■ Trecho fornecido:
No processo, o Tribunal de Justiça de Goiás manteve decisão que despronunciou um réu acusado de homicídio em razão de a prova apontada nos autos ser um depoimento extrajudicial, que não foi confirmado na fase processual. Além disso, o tribunal levou em consideração a confissão espontânea de um corréu.
O ministro Ribeiro Dantas, relator do recurso do MP, afirmou que a prova produzida extrajudicialmente é elemento cognitivo destituído do devido processo legal, princípio constitucional garantidor das liberdades públicas e limitador do arbítrio estatal.
Segundo o ministro, com o objetivo de dar máxima efetividade ao sistema de íntima convicção dos jurados, não é possível desprezar a prova judicial colhida na fase processual do sumário do tribunal do júri. Ribeiro Dantas destacou que o juízo discricionário do conselho de sentença, uma das últimas etapas do procedimento do júri, não desmerece os elementos de prova produzidos na fase processual, tampouco os equipara à prova formada no momento do inquérito.
"Na hipótese em foco, optar por solução diversa implica inverter a ordem de relevância das fases da persecução penal, conferindo maior juridicidade a um procedimento administrativo realizado sem as garantias do devido processo legal, em detrimento do processo penal, o qual é regido por princípios democráticos e por garantias fundamentais" – concluiu o ministro.
Também analisando a fundamentação de sentença de pronúncia, a Sexta Turma, ao julgar o REsp 1.373.356, considerou que as provas produzidas no inquérito, baseadas em depoimentos de testemunhas que afirmaram "ouvir dizer" sobre o delito, não poderiam amparar a decisão que pronunciou denunciados pelo crime de homicídio qualificado.

■ Trechos dos dados:
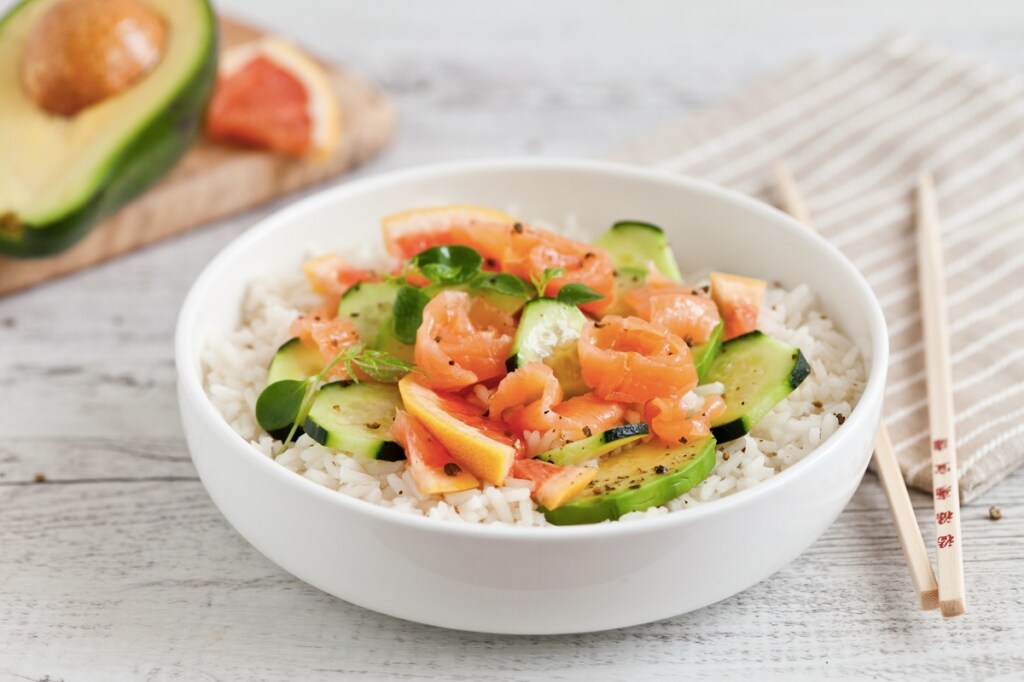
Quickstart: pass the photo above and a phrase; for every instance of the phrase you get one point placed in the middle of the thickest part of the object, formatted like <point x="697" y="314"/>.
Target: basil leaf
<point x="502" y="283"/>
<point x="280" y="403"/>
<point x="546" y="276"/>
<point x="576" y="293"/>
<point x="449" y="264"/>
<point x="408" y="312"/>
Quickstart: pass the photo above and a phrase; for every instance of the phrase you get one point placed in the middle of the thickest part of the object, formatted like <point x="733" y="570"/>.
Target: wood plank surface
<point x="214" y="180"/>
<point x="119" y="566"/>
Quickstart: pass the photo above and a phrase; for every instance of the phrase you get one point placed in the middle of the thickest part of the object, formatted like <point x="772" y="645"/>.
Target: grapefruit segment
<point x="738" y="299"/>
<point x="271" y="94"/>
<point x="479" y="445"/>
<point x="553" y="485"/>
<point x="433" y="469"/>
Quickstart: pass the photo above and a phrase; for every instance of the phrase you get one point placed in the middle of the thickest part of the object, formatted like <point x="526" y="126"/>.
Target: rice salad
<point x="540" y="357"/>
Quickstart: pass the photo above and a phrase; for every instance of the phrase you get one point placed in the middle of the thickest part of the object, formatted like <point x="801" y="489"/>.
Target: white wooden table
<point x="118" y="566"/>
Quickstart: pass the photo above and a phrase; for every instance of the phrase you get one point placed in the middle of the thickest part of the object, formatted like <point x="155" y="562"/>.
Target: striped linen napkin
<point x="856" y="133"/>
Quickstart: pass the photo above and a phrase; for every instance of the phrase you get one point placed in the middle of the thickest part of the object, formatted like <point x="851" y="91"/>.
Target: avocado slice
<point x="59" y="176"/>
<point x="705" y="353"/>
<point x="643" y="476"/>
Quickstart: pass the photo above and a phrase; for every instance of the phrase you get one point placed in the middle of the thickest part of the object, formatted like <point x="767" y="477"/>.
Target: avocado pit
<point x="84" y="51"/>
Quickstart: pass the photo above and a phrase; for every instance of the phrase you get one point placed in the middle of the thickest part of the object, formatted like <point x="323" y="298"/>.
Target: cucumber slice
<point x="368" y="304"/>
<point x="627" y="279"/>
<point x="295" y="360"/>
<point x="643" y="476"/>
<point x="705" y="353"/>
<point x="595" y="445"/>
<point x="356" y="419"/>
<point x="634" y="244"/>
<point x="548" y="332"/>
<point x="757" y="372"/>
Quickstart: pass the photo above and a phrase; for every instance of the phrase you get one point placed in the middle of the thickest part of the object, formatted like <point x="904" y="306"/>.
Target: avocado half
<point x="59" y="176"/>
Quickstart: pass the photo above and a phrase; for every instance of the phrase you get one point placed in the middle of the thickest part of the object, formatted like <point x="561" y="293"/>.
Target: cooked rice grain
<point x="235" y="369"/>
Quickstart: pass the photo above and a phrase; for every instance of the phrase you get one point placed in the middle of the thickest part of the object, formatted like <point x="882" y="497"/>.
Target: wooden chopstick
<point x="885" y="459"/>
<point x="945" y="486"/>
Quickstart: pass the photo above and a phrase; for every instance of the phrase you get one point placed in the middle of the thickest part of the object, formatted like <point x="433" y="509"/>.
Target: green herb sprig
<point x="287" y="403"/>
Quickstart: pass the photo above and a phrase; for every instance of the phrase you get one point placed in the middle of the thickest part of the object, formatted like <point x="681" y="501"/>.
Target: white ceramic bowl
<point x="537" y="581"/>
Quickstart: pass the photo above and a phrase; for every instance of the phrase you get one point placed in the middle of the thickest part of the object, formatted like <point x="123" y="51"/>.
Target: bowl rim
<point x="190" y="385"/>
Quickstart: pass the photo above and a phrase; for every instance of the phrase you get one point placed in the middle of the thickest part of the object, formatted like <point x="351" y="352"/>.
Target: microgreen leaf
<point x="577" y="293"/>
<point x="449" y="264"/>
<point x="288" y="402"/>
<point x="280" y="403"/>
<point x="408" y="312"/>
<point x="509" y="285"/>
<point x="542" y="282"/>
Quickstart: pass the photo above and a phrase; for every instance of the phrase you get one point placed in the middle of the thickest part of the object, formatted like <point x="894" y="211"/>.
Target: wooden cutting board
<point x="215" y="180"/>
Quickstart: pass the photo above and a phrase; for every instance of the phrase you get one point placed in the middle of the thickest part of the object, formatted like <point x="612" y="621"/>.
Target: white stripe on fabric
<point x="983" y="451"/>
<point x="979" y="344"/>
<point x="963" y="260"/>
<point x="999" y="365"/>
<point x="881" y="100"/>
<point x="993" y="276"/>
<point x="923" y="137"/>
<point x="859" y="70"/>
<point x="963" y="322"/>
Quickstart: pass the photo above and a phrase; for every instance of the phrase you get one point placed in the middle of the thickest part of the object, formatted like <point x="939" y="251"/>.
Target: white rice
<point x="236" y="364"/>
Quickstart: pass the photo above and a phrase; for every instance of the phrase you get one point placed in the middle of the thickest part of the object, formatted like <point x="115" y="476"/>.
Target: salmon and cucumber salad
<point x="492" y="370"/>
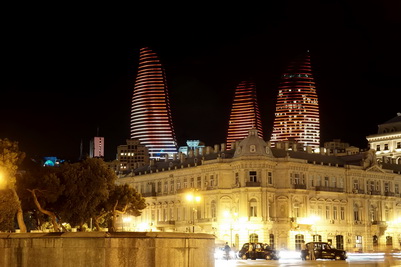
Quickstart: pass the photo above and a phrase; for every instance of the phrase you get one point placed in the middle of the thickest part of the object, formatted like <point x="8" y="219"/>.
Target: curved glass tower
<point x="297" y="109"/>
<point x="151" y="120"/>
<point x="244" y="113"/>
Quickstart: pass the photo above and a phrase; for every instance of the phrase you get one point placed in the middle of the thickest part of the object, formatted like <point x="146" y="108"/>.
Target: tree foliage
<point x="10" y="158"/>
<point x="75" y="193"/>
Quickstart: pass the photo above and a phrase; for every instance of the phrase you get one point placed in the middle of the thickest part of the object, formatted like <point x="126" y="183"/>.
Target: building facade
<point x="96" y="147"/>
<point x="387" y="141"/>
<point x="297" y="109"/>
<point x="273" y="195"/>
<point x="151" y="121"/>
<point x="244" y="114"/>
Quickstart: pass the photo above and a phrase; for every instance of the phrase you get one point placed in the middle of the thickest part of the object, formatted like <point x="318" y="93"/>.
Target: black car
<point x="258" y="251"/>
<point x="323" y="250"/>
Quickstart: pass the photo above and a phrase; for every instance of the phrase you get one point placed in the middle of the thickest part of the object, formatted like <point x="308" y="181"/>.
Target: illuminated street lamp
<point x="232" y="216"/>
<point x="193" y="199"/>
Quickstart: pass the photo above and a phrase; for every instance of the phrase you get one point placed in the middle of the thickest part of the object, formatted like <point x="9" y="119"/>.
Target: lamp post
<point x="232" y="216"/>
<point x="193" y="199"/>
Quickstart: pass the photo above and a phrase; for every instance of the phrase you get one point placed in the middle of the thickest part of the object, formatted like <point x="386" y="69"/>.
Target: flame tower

■ Tarefa: No trecho sobre a despronúncia, qual turma julgou o REsp 1.373.356?

■ Resposta: A Sexta Turma.